Below you will find a set of lines. Repeat them all exactly.

**AVAILABLE DATA**

════════════════════

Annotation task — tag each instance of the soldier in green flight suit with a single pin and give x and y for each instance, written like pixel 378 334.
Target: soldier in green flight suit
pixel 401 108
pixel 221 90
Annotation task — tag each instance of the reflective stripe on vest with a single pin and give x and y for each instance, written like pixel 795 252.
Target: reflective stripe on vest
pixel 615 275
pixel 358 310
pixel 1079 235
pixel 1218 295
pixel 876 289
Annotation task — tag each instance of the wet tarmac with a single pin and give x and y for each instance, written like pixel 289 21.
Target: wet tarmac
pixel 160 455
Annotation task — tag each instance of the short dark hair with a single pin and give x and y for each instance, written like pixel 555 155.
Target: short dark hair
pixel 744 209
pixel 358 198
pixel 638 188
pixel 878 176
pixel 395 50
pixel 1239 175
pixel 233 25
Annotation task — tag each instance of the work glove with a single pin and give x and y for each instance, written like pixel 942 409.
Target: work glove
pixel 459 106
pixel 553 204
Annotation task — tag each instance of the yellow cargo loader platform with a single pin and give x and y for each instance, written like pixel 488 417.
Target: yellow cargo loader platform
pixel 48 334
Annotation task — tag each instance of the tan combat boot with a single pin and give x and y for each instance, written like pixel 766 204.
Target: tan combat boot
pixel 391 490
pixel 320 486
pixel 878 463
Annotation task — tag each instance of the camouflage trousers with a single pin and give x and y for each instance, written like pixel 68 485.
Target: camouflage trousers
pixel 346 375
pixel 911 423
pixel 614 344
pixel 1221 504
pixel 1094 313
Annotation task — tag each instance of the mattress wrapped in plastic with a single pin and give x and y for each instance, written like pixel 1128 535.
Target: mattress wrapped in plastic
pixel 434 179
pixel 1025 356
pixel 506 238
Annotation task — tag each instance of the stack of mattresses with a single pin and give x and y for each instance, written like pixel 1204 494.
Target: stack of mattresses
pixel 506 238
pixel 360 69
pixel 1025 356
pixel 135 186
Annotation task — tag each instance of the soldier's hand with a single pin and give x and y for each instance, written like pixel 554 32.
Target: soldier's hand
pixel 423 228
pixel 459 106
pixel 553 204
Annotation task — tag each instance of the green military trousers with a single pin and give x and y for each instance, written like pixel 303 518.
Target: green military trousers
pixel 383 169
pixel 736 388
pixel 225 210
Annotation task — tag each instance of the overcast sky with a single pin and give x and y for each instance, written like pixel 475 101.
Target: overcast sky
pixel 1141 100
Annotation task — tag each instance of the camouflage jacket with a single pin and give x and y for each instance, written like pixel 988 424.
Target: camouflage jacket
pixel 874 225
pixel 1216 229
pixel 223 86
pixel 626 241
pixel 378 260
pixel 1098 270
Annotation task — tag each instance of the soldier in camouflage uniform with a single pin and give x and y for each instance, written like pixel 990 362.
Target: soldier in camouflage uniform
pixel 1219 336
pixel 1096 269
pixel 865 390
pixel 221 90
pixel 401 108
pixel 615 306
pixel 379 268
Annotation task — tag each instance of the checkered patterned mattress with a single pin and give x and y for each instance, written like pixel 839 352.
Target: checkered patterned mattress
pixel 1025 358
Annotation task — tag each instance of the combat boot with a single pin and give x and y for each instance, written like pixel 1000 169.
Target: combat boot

════════════════════

**WRITTEN ANSWER**
Annotation task — tag each instance of the soldier in green flight suit with a single pin and give x and y for each instance, written like pixel 378 334.
Target: soldier in green flight suit
pixel 401 108
pixel 221 90
Annotation task — tag each instance of the reflective stripe on vest with a single pin and give x and y for each instance, written like pixel 795 252.
Target: reflective stripe on vest
pixel 615 275
pixel 358 310
pixel 1079 235
pixel 1218 295
pixel 876 289
Annotation task — tag each instance of the wet tarmac with a single pin and give x and y for each instance, written like pixel 289 21.
Target: wet tarmac
pixel 160 455
Annotation task — tag each instance of the short dark hair with a single pin and give x and y for each instance, written like pixel 555 155.
Target: short dark hair
pixel 744 209
pixel 358 198
pixel 638 188
pixel 878 176
pixel 395 50
pixel 1239 175
pixel 233 25
Annotation task — tag each instance of the work glove with a single pin and give x and y for each instance, written like pixel 942 409.
Target: work glove
pixel 459 106
pixel 553 204
Annotation task — tag each instance of the yellow cargo loader platform with a single pin and give x and y for each instance, written like pixel 488 417.
Target: yellow cargo loader platform
pixel 48 334
Annotation task — tag each instance of the tan combat boot with a single pin and give x and y for each instance, written like pixel 766 204.
Target: tan combat boot
pixel 391 490
pixel 320 486
pixel 878 463
Annotation task — tag each instance of the camouflage trousers with a single pin and give x and y for each instance, written like pixel 68 485.
Target: camouflage trousers
pixel 346 375
pixel 911 423
pixel 614 344
pixel 1221 504
pixel 1094 313
Annotation task — tag each instance of the mattress wrapped in plastic with a single pin and give x and y for each instance, written like pixel 1128 535.
Target: mattress wrapped in plastic
pixel 434 179
pixel 1025 356
pixel 506 238
Annotation task — tag each instance of the stack of mattresses with a single pin and give x and y for each instance, written like pixel 1204 494.
Target: stack of mattresses
pixel 506 238
pixel 360 69
pixel 1025 356
pixel 135 186
Annotation task — tag each instance of the soldier's hand with a single pin and give x and y for each instance, written like pixel 554 32.
Target: soldier's hand
pixel 423 228
pixel 459 106
pixel 553 204
Annotation task — tag each instance of the green military trousers with a single pin and give x and y for each instance, written like pixel 303 518.
Target: green military trousers
pixel 383 169
pixel 736 388
pixel 225 210
Annotation task — tag each instance of the overcast sky with a single pin and give x and y for each instance, written like pixel 475 101.
Target: overcast sky
pixel 1141 100
Annotation task — tag each instance of the camouflage jacket with a single pin and give x and y for each instance, written like pixel 988 424.
Target: camouflage jacket
pixel 874 225
pixel 1216 229
pixel 223 86
pixel 626 241
pixel 378 260
pixel 1098 270
Annotation task — tag each instance of the soldier in camouflage uniform with a single pin and give x and y for each instance, written like pixel 990 362.
Target: soldier in camouflage uniform
pixel 1219 336
pixel 1096 269
pixel 865 390
pixel 221 90
pixel 401 108
pixel 615 306
pixel 379 268
Annotation task — tag each instance of the checkered patterned mattress with a single pin and give x and y for each instance, written like pixel 839 352.
Target: checkered patterned mattress
pixel 1025 358
Annotation task — tag each instance of the combat boot with a single pin and give x and y for each instance, written like pixel 1000 169.
Target: combat boot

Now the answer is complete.